** BEGIN ARTICLE **

This obviously wasn’t the first case of election meddling carried out by the United States, nor would it be the last. Professor Dov Levin of Mellon University has indexed 62 American interventions in foreign elections between 1946 and 1989. Meddling often took on forms that exceeded mere monetary incentives; the figure omits, for instance, various coups organized in the infamous banana republics thanks to lobbying from the United Fruit Company (now Chiquita Brands International): from Honduran president-elect Miguel Dávila’s deposition in 1912, to the overthrow of the democratically elected president of Guatemala Jacobo Árbenz Guzmán in 1954. Far from exceptional, the CIA’s ousting of Mohammad Mossadegh in 1953 for having the audacity to nationalise Iran’s petroleum industry was a textbook procedure. After the Cold War, particularly memorable was the helping hand offered to Haiti in 1994 to finally rid itself of president Jean-Bertrand Aristide, a former priest and advocate of liberation theology; the support given in 2003 to Georgia’s Rose Revolution, which deposed president Shevardnadze (an old Soviet notable) and replaced him with pro-NATO former Minister of Justice Mikheil Saakashvili, and the backing of the 2004 Orange Revolution in Ukraine with funding explicitly reserved for ‘independent media, non-partisan political education and training for independent observers’. Support was offered anew for the Euromaidan protests of 2013–14, when Senator McCain visited Ukraine to dine with exponents of the far-right, whilst Victoria Nuland, the Assistant Secretary of State for European and Eurasian Affairs, distributed sweets among the protesters in Independence Square before selecting her preferred candidates for the future government with the sitting American ambassador.

Excluding instances in which interference amounted to coups d’état or assassinations, it would be misguided, if not wrong, to be excessively shocked by this list. After all, what is foreign policy if not interference in the affairs of other states that aims to create favourable conditions for one’s own interests?

** END ARTICLE **
** BEGIN INFORMATION PROVIDED **

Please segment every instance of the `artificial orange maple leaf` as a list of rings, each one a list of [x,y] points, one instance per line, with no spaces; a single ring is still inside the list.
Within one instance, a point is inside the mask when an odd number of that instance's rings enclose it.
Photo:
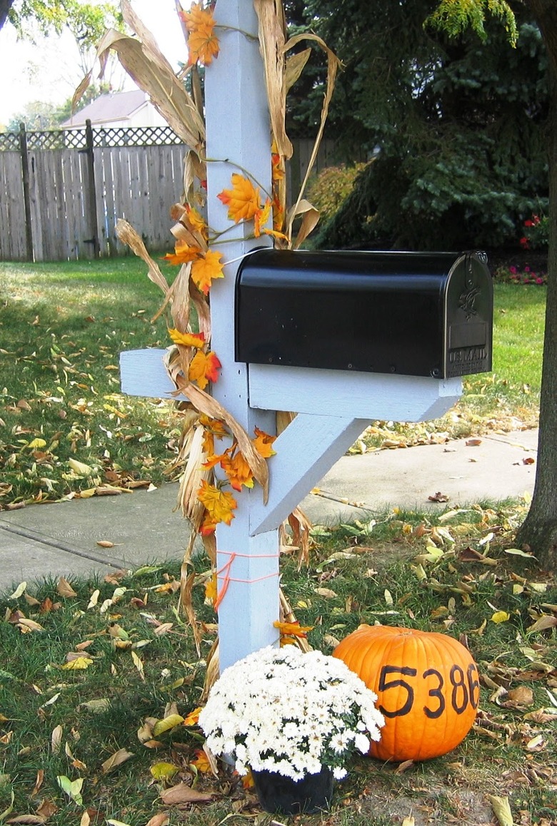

** END INFORMATION PROVIDED **

§ WRITTEN PROBLEM
Reproduce the entire passage on American interference in foreign elections, word for word.

§ OUTPUT
This obviously wasn’t the first case of election meddling carried out by the United States, nor would it be the last. Professor Dov Levin of Mellon University has indexed 62 American interventions in foreign elections between 1946 and 1989. Meddling often took on forms that exceeded mere monetary incentives; the figure omits, for instance, various coups organized in the infamous banana republics thanks to lobbying from the United Fruit Company (now Chiquita Brands International): from Honduran president-elect Miguel Dávila’s deposition in 1912, to the overthrow of the democratically elected president of Guatemala Jacobo Árbenz Guzmán in 1954. Far from exceptional, the CIA’s ousting of Mohammad Mossadegh in 1953 for having the audacity to nationalise Iran’s petroleum industry was a textbook procedure. After the Cold War, particularly memorable was the helping hand offered to Haiti in 1994 to finally rid itself of president Jean-Bertrand Aristide, a former priest and advocate of liberation theology; the support given in 2003 to Georgia’s Rose Revolution, which deposed president Shevardnadze (an old Soviet notable) and replaced him with pro-NATO former Minister of Justice Mikheil Saakashvili, and the backing of the 2004 Orange Revolution in Ukraine with funding explicitly reserved for ‘independent media, non-partisan political education and training for independent observers’. Support was offered anew for the Euromaidan protests of 2013–14, when Senator McCain visited Ukraine to dine with exponents of the far-right, whilst Victoria Nuland, the Assistant Secretary of State for European and Eurasian Affairs, distributed sweets among the protesters in Independence Square before selecting her preferred candidates for the future government with the sitting American ambassador.

Excluding instances in which interference amounted to coups d’état or assassinations, it would be misguided, if not wrong, to be excessively shocked by this list. After all, what is foreign policy if not interference in the affairs of other states that aims to create favourable conditions for one’s own interests?